### Explore the material
1. In the forum thread about languages in language-model training data, what writing system is Arabic said to often be written in online?
2. Continue the forum thread about languages in language-model training data from its last post.

LLM outputs in Standard Chinese are fluent and coherent but the grammar style an...

jazzyjackson · on March 14, 2023

Awesome observation re: censorship. Last I looked into training sets, Chinese and English were the frontrunners by far in available corpus size, and benefit from a certain amount of government-enforced-homogeneity (a standard mode is taught in compulsory education).

Arabic is safe from automation due to its limited exposure to the open web and extreme variability of dialects, and Icelandic will remain obscure due to sample size and the fact that they mostly speak English online.

bayesian_horse · on March 14, 2023

The islandic government is apparently partnering with OpenAI to "preserve their language". I suppose they have a GPT-4 customized for that language.

jazzyjackson · on March 14, 2023

oh neat, thanks for the heads up

rafram · on March 15, 2023

Arabic is also often written in the so-called Arabic chat alphabet / Arabizi online, so a lot of Arabic text available on the internet looks less like حروف عربية and more like “7ruf 3rabiye”.

### Given data
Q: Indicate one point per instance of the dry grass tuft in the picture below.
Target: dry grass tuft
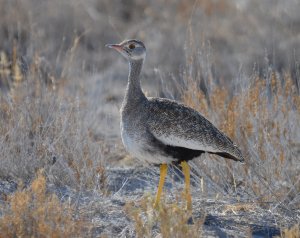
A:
(32, 212)
(261, 115)
(169, 220)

### Results
1. The so-called Arabic chat alphabet, also called Arabizi.

2.
ssnistfajen · on March 14, 2023

Formal text wise Chinese is still a very comprehensive language. However in terms of user-generated content it has degraded severely especially in the past ~5 years. Internet slangs in English can be confusing too, but users have a choice in whether to use them or not. On Chinese social media using abbreviations/homophones has become practically baseline for certain common terms because these platforms do so much preemptive self-censorship due to the government's near-invisible red line that fluctuates constantly.